Make an exact copy of all the entries below, with the pictures left out.

— start Available records —

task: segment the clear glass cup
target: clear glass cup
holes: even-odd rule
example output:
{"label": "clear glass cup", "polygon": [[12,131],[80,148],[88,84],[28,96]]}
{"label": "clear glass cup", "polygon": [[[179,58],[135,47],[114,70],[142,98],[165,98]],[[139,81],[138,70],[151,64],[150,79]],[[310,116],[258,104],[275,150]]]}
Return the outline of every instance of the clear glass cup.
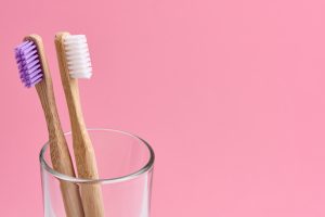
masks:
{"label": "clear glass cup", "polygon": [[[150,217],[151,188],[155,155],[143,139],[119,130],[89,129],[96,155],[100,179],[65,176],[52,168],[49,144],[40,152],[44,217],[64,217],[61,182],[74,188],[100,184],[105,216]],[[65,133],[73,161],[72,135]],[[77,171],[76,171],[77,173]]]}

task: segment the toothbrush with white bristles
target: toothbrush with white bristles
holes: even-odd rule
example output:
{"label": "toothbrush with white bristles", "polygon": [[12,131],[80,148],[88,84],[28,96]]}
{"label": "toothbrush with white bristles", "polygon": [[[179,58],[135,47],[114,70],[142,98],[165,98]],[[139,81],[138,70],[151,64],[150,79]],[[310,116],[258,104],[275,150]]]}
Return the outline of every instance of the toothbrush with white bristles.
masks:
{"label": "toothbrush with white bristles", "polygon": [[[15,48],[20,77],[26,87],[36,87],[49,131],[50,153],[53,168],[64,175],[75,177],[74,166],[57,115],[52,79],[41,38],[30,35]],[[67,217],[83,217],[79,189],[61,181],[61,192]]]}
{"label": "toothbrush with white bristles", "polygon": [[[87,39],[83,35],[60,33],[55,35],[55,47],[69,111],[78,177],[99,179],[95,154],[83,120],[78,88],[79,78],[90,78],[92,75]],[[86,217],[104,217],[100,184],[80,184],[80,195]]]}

— end Available records —

▶ **Output**
task: segment the clear glass cup
target: clear glass cup
holes: even-odd rule
example output:
{"label": "clear glass cup", "polygon": [[12,131],[80,148],[88,84],[28,96]]}
{"label": "clear glass cup", "polygon": [[[179,58],[135,47],[114,70],[142,98],[165,98]],[[139,81],[138,70],[151,64],[150,79]],[[310,116],[258,104],[275,150]]]}
Return the outline of every instance of the clear glass cup.
masks:
{"label": "clear glass cup", "polygon": [[[150,217],[151,188],[155,155],[143,139],[119,130],[89,129],[96,155],[100,179],[65,176],[52,168],[49,144],[40,152],[44,217],[64,217],[61,182],[74,188],[100,184],[105,216]],[[65,133],[73,161],[72,135]],[[77,171],[76,171],[77,173]]]}

task: segment the toothbrush with white bristles
target: toothbrush with white bristles
holes: even-odd rule
example output:
{"label": "toothbrush with white bristles", "polygon": [[12,131],[80,148],[88,84],[28,96]]}
{"label": "toothbrush with white bristles", "polygon": [[[179,58],[135,47],[114,70],[142,98],[165,98]],[[139,81],[138,70],[151,64],[150,79]],[[310,116],[258,104],[275,150]]]}
Return the outline of every instance of the toothbrush with white bristles.
masks:
{"label": "toothbrush with white bristles", "polygon": [[[15,48],[20,77],[26,87],[36,87],[49,131],[50,153],[53,168],[64,175],[75,177],[74,166],[57,115],[52,79],[41,38],[30,35]],[[67,217],[83,217],[79,189],[61,181],[61,192]]]}
{"label": "toothbrush with white bristles", "polygon": [[[87,39],[83,35],[60,33],[55,35],[55,47],[69,111],[78,177],[99,179],[95,154],[83,120],[78,88],[79,78],[90,78],[92,75]],[[86,217],[104,217],[100,184],[80,184],[80,195]]]}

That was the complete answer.